Task 1: Please set out the lines of the listing below as a JSON list of strings, one string per line and blank lines left out, taking everything from the line containing "of the tree" down to the line containing "blue sweatshirt, one".
··········
Under these regulations, as under Notice 2007-81, each spot rate on
the daily corporate bond yield curve is derived from a forward interest
rate function (that is, the projected instantaneous interest rate at
each point in time) that is defined by the selection of five
coefficients of B-splines determined using the bond data, taking into
account certain adjustment factors.
Two of those adjustment factors, which are included in the
methodology set forth in Notice 2007-81, take into account the ratings
of the bonds used to develop the daily corporate bond yield curve. The
third adjustment factor, which was not included in the methodology set
forth in that notice, is a hump adjustment variable that peaks at 20
years maturity \3\ and serves to capture the effects of the hump in
spot rates that is often seen around 20 years maturity.
---------------------------------------------------------------------------
\3\ The hump adjustment variable is a mathematical function that
is a cubic spline in the interval from 10 years maturity through 30
years maturity made up of two polynomials with a smooth junction at
20 years maturity.
---------------------------------------------------------------------------
Under the methodology used in Notice 2007-81, the spot rate at a
duration t could be calculated directly as the discount rate at that
duration derived from the forward interest rate function. However, the
addition of the hump adjustment variable under the proposed regulations
means that the calculation of the spot rates from the discount function
and the hump adjustment variable requires an intermediate step. This
intermediate step, which was implicit in the proposed regulations,
involves the determination of a par yield curve (that is, the curve in
which the rate at maturity t on the curve is equal to the yield for a
bond with maturity of t for which the price is the same as the
principal amount) that is calculated from the discount function and the
hump adjustment variable. In response to a commenter's request that the
regulations specify clear standards for the determination of the
corporate bond yield curve, these regulations describe this
intermediate step. Accordingly, these regulations clarify that the spot
rates are determined by first setting the spot rate at duration of \1/
2\ year on the daily corporate bond yield curve as the yield at
maturity of \1/2\ year from the daily par yield curve, and then
determining the spot rate for any later duration by applying an
iterative process based on the spot rates at earlier durations and the
daily par yield curve.
One commenter asked how the IRS handles the situation in which the
rating of a bond is upgraded or downgraded during a month, or a bond is
rated differently by different rating organizations for a single day.
··········
Task 2: Reproduce word for word the passage of the corporate bond yield curve excerpt above that runs from "Under these regulations, as" down to "around 20 years maturity.".

Recorded data:
··········
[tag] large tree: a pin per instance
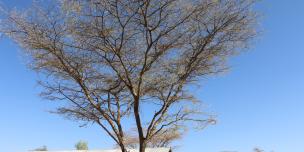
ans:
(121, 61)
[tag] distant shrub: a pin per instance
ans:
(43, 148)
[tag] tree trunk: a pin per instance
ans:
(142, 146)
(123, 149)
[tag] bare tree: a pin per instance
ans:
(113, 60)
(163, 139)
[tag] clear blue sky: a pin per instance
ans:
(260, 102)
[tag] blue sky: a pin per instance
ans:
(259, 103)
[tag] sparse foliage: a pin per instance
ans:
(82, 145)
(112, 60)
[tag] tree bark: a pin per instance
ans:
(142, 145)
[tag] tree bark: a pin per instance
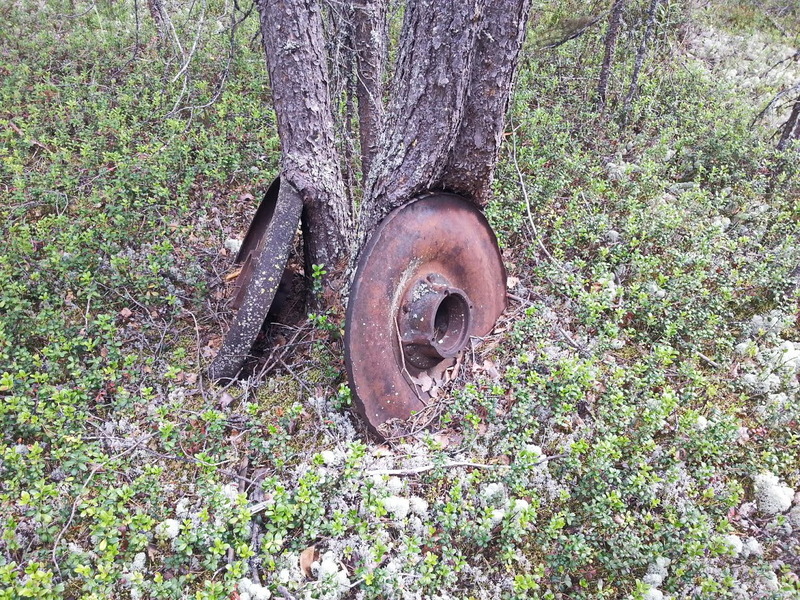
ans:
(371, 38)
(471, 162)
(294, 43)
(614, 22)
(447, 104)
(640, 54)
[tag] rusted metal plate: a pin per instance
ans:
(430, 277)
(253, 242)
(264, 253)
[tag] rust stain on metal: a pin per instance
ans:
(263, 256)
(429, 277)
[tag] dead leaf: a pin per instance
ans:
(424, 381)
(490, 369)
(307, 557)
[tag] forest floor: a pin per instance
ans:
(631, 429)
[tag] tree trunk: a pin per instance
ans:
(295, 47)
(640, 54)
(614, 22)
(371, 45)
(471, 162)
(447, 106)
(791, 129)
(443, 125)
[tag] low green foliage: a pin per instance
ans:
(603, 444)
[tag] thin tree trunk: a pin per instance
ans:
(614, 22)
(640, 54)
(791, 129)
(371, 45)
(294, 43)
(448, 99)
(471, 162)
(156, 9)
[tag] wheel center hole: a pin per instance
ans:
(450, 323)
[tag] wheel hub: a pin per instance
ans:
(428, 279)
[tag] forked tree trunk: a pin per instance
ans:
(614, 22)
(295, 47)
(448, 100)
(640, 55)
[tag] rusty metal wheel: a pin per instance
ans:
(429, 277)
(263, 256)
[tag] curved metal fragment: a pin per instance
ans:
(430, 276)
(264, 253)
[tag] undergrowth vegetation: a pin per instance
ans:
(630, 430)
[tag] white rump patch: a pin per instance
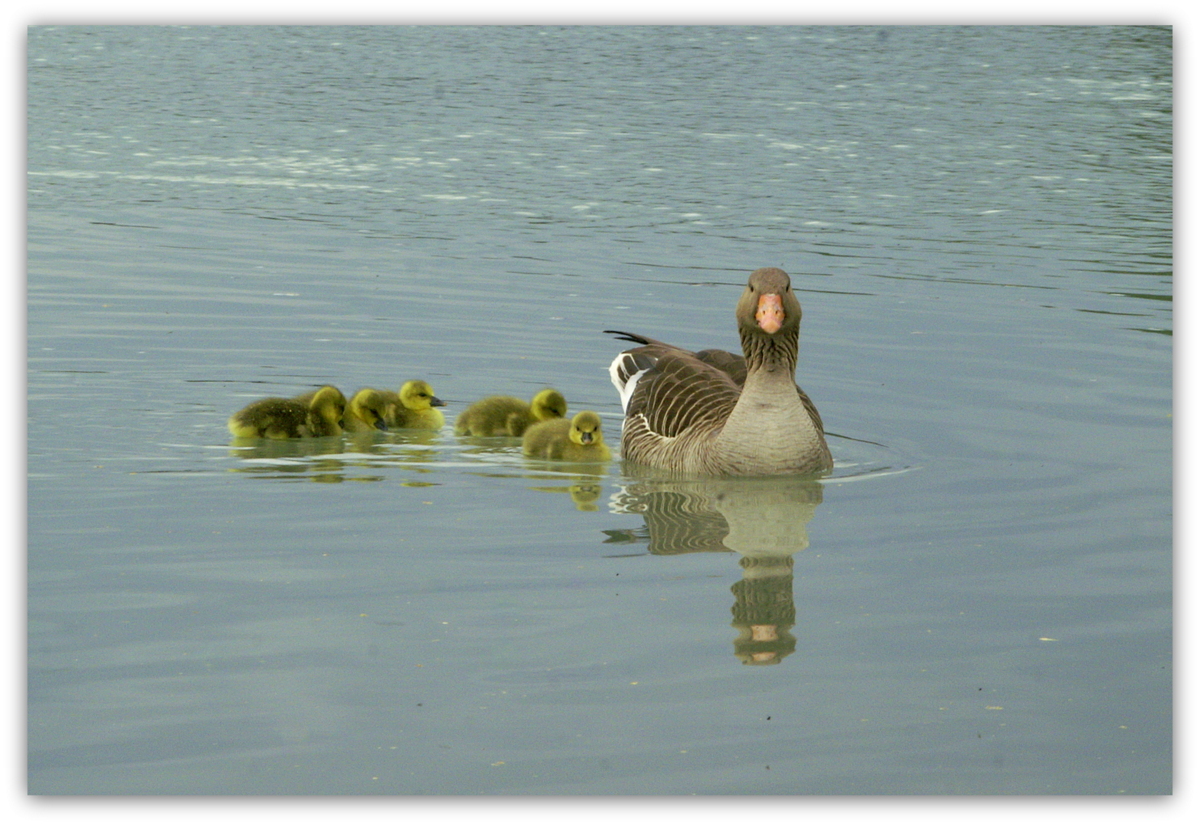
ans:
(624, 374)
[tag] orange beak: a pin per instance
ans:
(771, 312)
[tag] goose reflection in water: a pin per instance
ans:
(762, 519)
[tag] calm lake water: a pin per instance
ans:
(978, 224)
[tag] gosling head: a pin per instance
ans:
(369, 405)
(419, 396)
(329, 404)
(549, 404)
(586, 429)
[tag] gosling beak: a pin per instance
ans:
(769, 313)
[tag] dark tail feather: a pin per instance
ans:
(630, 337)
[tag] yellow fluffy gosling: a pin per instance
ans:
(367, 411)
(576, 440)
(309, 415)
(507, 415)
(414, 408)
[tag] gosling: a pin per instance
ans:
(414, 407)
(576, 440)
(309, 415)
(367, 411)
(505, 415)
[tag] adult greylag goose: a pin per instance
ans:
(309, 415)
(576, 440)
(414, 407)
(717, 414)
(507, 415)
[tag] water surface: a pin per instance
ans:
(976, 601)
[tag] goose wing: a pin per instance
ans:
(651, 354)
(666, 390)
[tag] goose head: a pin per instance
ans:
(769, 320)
··········
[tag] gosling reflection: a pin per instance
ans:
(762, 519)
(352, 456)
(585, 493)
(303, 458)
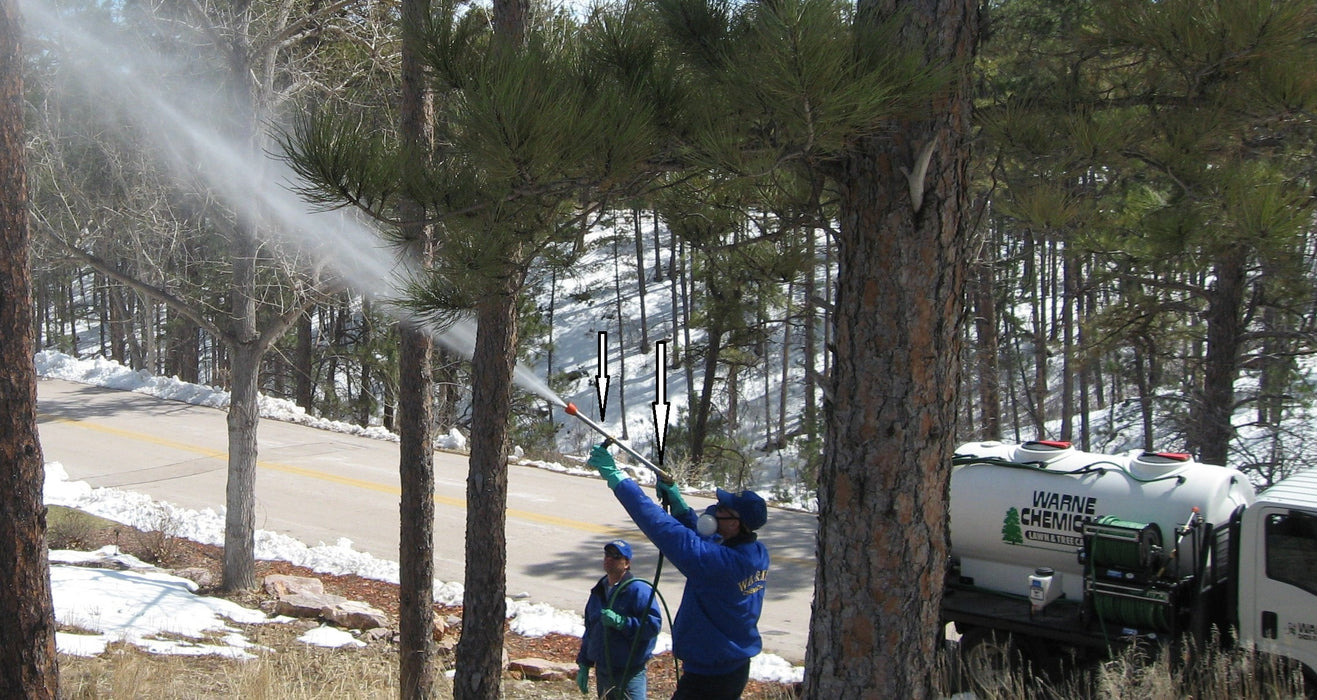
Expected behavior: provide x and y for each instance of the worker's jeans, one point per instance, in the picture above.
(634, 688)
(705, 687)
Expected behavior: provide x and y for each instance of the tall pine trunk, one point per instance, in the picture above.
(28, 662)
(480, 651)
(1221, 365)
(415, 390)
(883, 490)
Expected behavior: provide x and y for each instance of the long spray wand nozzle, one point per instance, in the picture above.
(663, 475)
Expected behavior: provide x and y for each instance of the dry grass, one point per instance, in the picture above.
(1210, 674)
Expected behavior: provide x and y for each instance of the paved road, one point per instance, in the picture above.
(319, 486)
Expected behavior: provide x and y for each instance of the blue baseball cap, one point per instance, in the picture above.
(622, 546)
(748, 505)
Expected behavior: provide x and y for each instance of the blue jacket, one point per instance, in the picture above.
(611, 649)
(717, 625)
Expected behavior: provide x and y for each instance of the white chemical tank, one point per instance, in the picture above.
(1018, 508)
··········
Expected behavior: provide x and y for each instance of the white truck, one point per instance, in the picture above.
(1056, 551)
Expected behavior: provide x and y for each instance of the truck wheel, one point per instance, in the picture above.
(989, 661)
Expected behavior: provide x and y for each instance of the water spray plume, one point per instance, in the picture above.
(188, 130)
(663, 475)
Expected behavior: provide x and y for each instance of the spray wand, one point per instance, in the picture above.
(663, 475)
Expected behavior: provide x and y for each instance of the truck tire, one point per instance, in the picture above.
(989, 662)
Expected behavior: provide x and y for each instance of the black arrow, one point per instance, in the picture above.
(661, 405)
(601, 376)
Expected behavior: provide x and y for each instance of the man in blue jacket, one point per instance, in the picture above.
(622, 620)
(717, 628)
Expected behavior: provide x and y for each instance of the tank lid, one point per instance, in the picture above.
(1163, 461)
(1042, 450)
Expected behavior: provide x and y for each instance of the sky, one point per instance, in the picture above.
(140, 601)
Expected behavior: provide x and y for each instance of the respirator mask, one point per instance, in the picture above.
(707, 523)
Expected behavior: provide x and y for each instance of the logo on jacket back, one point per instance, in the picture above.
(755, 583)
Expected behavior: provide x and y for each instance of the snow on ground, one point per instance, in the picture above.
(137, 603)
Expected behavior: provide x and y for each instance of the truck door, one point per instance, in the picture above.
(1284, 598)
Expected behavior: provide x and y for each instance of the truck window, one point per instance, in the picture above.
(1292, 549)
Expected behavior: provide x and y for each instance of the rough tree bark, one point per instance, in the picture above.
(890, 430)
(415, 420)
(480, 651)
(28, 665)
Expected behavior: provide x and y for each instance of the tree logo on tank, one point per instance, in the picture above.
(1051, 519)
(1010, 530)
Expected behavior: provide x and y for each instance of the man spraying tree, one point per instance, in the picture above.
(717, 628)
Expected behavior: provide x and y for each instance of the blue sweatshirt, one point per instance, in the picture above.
··········
Correct response 1:
[
  "Expected behavior: provide x and y for each instance of the tree logo on tank, one point per instance, in the picture above.",
  "(1051, 519)",
  "(1010, 530)",
  "Expected behavior: provide x and y for each instance of the man spraying tree, one point per instance, in the picture above.",
  "(717, 628)",
  "Expected behavior: provide x and y for each instance of the blue sweatshirt, one point per instance, in the picture above."
]

Correct response 2:
Under these regulations, as under Notice 2007-81, each spot rate on
the daily corporate bond yield curve is derived from a forward interest
rate function (that is, the projected instantaneous interest rate at
each point in time) that is defined by the selection of five
coefficients of B-splines determined using the bond data, taking into
account certain adjustment factors.
Two of those adjustment factors, which are included in the
methodology set forth in Notice 2007-81, take into account the ratings
of the bonds used to develop the daily corporate bond yield curve. The
third adjustment factor, which was not included in the methodology set
forth in that notice, is a hump adjustment variable that peaks at 20
years maturity \3\ and serves to capture the effects of the hump in
spot rates that is often seen around 20 years maturity.